Data entries
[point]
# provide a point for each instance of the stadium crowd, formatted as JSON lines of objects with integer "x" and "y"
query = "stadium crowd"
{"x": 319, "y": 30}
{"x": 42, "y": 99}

STATED EXERCISE: Please output every line of the material above word for word, with no changes.

EXERCISE RESPONSE:
[point]
# provide a point for each instance of the stadium crowd, formatted as JSON lines of objects with integer "x" and "y"
query = "stadium crowd"
{"x": 319, "y": 30}
{"x": 42, "y": 99}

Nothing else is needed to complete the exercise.